Copy the stretch from the line containing "For every <instance>" through the line containing "box: [387, 30, 408, 52]" verbatim, and nothing else.

> **PROVIDED ENTRIES**:
•••

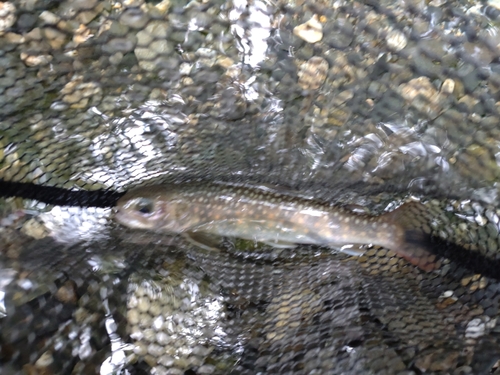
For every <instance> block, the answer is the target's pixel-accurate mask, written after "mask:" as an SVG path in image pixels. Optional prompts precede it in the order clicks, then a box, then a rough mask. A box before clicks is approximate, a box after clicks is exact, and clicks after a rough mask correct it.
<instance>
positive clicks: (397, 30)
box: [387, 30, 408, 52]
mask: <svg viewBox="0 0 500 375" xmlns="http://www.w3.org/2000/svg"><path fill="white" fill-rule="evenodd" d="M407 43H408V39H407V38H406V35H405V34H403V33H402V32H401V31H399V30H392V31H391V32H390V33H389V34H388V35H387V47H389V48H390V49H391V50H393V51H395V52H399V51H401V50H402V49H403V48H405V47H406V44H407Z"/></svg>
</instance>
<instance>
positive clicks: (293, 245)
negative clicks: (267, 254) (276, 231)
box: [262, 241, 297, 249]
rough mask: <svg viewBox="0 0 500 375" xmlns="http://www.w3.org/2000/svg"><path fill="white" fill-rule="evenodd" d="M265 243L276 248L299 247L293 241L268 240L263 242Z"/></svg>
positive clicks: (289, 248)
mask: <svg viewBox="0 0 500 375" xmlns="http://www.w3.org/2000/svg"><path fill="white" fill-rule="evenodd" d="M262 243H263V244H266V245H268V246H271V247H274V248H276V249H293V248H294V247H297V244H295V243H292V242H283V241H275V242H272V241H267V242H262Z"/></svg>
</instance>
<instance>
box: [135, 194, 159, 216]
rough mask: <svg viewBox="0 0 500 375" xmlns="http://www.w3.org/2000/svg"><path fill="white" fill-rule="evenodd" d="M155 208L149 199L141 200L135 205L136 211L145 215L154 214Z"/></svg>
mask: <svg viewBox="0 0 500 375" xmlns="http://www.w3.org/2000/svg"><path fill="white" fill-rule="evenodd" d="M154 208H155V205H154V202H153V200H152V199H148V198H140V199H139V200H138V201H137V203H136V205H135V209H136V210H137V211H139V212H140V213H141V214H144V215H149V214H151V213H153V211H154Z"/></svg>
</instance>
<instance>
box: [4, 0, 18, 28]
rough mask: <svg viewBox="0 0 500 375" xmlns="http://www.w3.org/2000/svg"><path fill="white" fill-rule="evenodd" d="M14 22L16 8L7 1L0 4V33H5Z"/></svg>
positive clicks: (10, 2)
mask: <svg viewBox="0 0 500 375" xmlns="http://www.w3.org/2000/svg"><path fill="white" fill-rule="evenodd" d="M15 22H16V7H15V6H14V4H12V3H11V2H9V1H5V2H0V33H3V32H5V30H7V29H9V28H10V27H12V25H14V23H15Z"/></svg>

•••

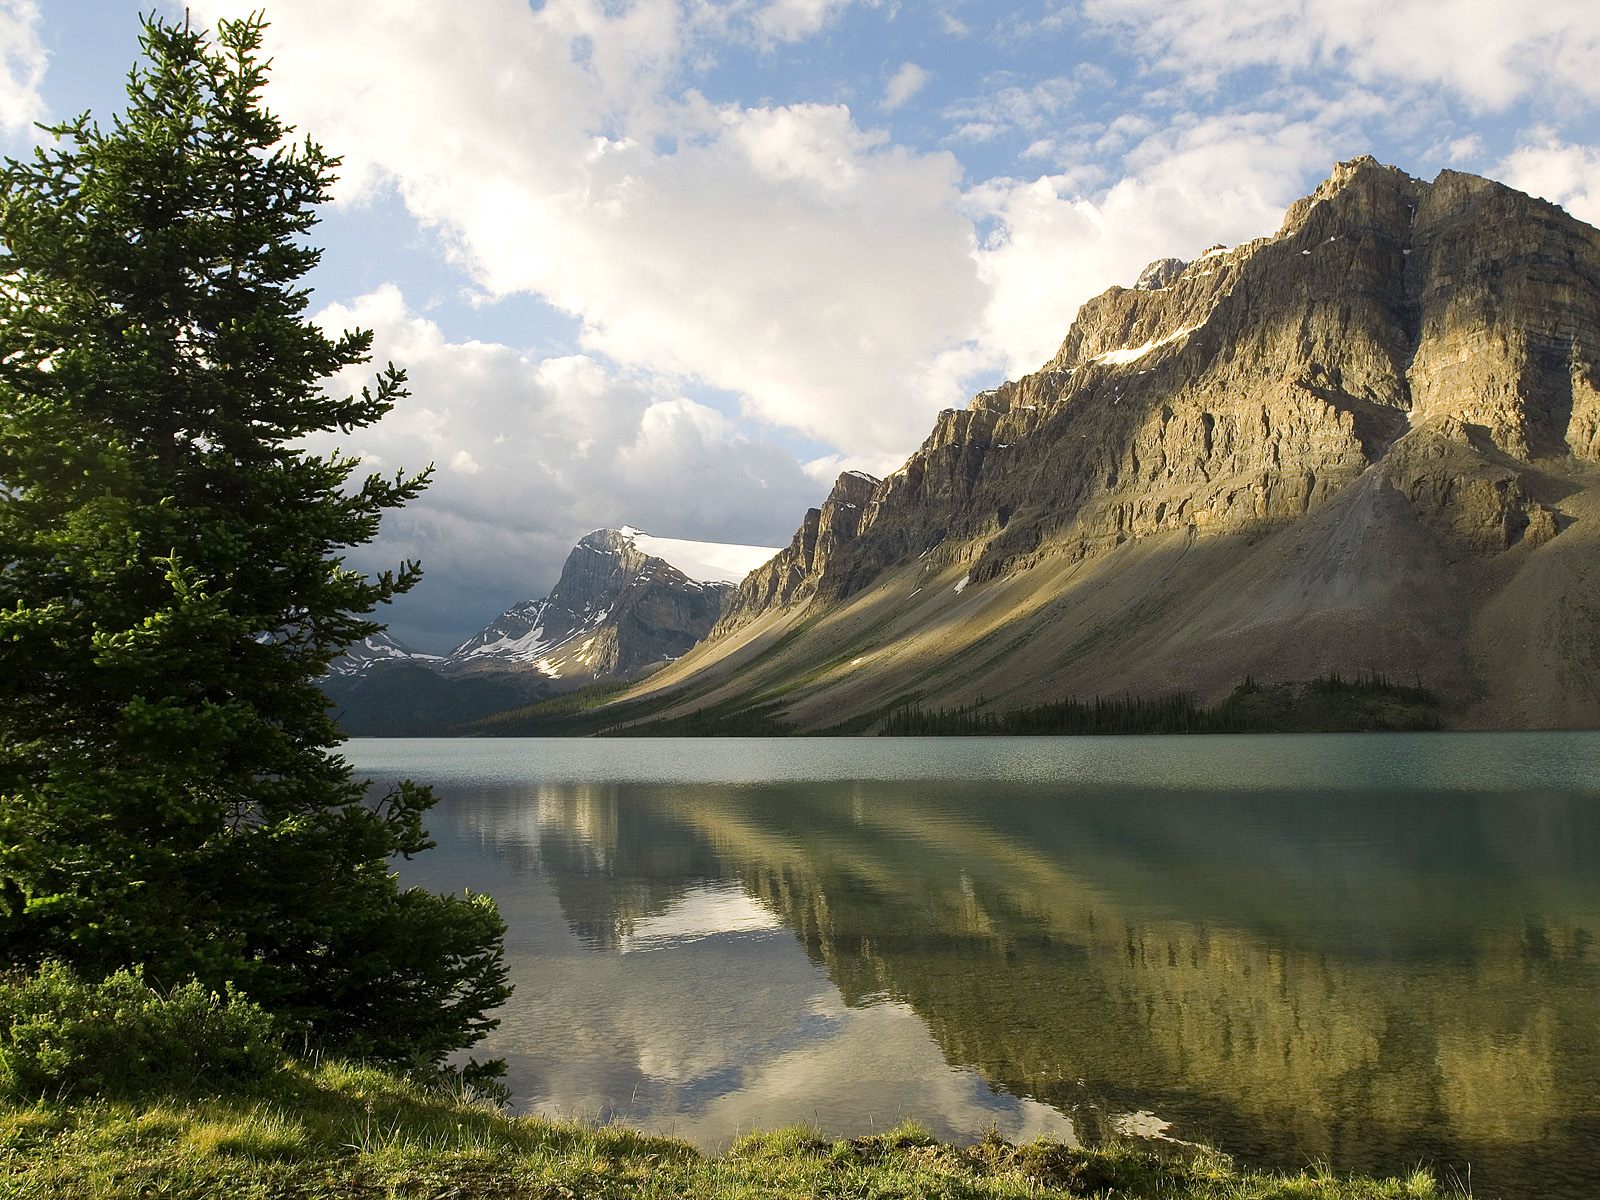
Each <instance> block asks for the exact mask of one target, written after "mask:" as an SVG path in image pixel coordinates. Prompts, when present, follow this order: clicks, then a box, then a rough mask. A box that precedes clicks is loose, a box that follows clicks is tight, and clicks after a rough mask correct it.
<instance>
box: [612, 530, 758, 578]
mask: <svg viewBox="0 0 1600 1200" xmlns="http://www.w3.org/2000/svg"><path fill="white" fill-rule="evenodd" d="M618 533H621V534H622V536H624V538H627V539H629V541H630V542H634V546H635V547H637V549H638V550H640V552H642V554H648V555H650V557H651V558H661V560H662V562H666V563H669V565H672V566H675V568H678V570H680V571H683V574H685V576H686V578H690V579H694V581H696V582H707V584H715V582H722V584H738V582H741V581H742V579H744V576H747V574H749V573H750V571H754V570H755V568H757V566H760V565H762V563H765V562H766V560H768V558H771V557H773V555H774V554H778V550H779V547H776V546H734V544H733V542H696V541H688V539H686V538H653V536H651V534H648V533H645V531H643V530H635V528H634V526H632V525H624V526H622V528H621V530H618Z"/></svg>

•••

> **REPLY**:
For every <instance> block, the answer is the target's pixel-accurate mask, written after "mask:" as an SVG path in image pixels. Optional prompts precede it in the order clicks, then a box, then a rough mask. A box before clicks is approximate, a box after clicks is exact, and clicks after a rough mask correct it.
<instance>
positive clicks: (397, 30)
box: [387, 30, 408, 52]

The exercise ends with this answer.